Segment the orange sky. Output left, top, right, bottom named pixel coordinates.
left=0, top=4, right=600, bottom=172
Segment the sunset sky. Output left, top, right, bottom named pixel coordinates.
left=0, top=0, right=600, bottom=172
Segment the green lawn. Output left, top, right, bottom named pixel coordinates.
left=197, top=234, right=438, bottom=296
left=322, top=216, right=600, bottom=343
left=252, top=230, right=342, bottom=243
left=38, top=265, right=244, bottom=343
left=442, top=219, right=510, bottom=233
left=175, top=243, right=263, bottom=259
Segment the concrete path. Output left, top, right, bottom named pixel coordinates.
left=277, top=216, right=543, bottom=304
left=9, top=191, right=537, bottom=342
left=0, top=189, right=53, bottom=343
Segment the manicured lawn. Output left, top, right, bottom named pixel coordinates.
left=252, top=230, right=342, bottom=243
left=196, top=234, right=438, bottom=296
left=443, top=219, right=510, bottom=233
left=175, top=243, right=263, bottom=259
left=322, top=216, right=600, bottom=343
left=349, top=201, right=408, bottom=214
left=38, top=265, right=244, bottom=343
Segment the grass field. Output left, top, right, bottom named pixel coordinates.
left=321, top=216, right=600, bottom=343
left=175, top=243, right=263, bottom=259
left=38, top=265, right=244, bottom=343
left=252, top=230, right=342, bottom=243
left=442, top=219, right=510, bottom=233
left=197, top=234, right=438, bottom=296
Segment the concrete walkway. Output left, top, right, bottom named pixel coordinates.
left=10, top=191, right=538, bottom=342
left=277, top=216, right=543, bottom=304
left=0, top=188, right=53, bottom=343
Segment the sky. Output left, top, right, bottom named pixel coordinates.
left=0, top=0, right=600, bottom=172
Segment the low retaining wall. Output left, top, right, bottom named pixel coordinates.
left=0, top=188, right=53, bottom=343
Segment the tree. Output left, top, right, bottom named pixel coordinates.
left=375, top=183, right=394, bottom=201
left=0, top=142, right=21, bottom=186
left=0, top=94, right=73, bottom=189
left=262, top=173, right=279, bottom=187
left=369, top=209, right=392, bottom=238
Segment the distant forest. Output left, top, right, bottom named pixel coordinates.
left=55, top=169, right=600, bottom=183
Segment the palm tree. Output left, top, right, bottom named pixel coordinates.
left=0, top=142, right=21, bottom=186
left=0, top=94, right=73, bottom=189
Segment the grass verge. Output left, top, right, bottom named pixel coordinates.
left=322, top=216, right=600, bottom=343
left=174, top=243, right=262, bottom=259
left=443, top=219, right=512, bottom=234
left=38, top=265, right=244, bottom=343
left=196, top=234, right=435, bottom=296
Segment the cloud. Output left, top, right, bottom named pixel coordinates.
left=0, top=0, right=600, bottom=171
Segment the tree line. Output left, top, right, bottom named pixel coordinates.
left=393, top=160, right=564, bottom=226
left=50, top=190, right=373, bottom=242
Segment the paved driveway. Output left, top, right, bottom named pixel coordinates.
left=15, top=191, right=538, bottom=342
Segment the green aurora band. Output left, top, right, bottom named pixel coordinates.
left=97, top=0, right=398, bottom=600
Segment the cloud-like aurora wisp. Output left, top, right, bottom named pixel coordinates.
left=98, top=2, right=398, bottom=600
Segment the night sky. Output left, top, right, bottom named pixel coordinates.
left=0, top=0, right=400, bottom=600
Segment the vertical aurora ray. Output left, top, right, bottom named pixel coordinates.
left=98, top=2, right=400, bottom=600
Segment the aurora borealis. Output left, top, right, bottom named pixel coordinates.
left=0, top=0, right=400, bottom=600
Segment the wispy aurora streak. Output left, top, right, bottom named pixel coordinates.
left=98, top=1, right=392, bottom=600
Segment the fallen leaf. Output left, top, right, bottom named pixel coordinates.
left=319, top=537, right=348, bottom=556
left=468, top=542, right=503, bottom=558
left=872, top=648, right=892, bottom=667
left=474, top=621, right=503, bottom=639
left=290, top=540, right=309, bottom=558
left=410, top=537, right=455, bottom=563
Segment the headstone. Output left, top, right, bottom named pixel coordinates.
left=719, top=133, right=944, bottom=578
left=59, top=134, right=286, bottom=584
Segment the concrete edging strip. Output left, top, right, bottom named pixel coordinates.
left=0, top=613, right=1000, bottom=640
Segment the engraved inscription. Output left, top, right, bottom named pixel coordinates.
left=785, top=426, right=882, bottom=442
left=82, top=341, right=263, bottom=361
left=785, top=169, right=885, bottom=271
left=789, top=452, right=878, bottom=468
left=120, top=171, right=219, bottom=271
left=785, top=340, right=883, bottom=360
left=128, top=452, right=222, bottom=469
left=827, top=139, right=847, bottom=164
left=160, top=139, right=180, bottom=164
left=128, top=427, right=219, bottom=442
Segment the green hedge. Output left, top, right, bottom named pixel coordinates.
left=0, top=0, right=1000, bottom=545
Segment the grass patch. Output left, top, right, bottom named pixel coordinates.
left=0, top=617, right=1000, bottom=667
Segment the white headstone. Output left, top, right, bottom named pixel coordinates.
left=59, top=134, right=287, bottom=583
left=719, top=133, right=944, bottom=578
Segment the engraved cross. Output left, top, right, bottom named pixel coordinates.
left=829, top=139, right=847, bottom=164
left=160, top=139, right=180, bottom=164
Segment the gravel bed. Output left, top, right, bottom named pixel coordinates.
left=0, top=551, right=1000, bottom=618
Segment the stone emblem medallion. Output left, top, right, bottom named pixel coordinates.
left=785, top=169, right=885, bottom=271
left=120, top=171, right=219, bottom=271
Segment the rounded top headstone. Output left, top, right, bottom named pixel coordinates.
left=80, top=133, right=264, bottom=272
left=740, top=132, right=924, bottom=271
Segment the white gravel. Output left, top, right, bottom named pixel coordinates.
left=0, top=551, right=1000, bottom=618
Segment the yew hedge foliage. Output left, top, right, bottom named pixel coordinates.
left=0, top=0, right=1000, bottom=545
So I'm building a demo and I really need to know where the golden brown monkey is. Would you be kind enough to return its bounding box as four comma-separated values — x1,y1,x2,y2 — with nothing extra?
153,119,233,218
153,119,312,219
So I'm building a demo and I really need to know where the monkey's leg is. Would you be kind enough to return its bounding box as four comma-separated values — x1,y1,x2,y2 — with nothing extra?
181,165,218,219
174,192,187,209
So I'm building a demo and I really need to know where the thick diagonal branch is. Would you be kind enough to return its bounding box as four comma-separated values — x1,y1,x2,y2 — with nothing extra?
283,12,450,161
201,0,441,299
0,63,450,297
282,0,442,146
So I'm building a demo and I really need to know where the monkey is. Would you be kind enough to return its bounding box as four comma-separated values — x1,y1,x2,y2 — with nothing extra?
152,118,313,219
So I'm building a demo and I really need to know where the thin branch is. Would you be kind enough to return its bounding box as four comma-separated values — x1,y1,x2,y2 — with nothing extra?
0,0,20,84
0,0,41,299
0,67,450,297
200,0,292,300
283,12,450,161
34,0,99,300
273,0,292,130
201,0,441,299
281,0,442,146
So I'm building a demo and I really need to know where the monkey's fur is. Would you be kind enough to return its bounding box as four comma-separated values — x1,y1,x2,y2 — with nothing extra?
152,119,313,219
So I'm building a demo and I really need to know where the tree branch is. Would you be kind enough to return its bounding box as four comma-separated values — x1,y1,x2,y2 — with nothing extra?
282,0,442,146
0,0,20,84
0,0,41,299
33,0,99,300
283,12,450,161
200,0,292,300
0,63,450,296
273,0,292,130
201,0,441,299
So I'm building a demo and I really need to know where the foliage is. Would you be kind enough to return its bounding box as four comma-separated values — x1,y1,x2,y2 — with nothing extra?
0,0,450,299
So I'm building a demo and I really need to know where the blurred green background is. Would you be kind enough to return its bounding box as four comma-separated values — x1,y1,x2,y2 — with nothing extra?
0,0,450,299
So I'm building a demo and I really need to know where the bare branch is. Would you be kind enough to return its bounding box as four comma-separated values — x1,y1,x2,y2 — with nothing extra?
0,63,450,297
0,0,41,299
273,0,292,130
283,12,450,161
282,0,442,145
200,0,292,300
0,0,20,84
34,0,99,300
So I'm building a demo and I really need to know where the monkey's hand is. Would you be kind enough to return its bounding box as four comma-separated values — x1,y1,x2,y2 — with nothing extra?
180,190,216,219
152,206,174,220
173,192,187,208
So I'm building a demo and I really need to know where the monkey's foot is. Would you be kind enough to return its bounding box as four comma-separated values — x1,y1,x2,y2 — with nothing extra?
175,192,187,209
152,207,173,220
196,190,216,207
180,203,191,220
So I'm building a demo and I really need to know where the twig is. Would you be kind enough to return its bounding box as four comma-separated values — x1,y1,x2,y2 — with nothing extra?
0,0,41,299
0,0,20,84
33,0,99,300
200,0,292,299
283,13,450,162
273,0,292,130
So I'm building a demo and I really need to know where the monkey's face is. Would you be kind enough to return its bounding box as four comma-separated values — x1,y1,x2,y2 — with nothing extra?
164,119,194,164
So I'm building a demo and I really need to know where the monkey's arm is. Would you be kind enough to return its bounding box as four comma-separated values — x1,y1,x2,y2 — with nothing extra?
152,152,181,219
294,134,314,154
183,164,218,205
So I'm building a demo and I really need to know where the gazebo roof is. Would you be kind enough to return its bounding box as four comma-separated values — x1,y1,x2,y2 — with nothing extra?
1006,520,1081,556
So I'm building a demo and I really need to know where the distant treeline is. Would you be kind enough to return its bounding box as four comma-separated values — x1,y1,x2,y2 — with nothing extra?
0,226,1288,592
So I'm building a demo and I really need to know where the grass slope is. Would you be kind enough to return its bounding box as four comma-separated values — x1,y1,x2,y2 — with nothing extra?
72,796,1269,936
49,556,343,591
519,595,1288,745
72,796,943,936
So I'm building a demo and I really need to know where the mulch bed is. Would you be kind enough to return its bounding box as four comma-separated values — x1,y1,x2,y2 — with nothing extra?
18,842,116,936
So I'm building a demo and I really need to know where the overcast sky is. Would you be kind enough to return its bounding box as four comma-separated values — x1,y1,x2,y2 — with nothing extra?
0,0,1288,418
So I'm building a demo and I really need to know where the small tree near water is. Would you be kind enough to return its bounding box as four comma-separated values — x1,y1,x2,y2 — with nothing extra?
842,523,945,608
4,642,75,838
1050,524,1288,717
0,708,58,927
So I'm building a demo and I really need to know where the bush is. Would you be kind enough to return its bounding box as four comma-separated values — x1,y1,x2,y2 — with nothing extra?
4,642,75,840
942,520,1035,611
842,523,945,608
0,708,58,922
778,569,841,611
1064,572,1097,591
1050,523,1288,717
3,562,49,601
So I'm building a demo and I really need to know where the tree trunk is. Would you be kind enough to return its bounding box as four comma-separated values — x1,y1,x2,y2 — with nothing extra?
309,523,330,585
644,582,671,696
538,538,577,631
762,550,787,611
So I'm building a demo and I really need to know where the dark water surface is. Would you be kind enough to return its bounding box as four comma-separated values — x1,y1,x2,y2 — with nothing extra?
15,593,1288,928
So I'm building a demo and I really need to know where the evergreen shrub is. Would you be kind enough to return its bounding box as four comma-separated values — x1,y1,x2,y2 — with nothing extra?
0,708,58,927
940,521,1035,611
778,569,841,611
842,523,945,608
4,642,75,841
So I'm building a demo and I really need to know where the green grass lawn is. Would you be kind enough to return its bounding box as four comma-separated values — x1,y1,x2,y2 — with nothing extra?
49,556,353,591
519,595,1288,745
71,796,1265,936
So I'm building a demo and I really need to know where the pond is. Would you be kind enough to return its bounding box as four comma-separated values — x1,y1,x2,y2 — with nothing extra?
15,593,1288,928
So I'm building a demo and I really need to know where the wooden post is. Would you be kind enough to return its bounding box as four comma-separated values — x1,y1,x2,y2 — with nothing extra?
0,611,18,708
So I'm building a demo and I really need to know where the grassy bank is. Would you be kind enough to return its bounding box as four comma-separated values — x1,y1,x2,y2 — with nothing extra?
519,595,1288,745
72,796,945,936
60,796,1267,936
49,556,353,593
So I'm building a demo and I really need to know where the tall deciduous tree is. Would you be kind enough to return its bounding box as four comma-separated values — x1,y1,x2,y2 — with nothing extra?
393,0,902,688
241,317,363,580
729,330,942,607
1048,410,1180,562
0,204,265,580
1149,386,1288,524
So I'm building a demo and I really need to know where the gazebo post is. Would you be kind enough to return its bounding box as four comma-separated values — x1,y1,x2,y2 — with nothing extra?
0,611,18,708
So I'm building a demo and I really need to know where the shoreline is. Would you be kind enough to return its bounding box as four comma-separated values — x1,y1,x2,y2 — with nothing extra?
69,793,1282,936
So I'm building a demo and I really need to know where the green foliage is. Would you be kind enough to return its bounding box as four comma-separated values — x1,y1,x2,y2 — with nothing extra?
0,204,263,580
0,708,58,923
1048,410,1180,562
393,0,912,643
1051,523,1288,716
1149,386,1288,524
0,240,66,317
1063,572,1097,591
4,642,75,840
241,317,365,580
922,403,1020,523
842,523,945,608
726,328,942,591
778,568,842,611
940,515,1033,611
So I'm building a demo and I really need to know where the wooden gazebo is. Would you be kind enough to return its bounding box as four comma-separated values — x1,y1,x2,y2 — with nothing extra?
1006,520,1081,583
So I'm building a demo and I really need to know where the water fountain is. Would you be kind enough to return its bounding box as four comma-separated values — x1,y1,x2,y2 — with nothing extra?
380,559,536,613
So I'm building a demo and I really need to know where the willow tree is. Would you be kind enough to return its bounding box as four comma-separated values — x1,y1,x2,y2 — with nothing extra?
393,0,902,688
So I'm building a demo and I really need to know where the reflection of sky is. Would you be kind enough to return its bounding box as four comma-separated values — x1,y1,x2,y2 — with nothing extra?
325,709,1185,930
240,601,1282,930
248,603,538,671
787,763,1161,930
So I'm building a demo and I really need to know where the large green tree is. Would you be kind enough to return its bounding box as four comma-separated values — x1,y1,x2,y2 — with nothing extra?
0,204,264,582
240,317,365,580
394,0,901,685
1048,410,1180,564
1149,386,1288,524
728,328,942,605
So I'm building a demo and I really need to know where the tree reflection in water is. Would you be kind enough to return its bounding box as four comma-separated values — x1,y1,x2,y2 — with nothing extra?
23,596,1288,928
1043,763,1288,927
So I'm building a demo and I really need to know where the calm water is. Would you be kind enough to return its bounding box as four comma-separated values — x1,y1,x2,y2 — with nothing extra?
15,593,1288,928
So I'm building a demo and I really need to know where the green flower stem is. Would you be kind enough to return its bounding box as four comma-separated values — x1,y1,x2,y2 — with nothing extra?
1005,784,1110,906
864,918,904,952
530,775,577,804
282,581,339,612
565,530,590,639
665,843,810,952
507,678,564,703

• **SET EXERCISE**:
Rescale the part of the listing above that starts with the line containing "the green foliage" and runs through the line containing "940,515,1033,611". Rewrite every line in that stretch, requests included, and multiply each bounding-box coordinate in the answers by 2.2, rounding to whole numbers with halves going up.

• **RESPONSE TO THE EXERCISE**:
So I'm building a demo and I really need to know where the green foliage is. Would you be kind enough to return its bounding box as four comma-separated values — x1,y1,x2,y2 — with nothing extra?
0,449,579,1276
0,1558,128,2031
2306,902,2596,1236
865,0,2006,1415
2312,1151,2834,1575
2528,849,2834,1153
0,528,145,697
2339,1258,2413,1300
9,1412,165,1848
530,697,803,1276
2028,887,2244,1151
1852,1151,2079,1338
1597,722,2072,1300
1712,1250,1852,1344
2068,1133,2273,1344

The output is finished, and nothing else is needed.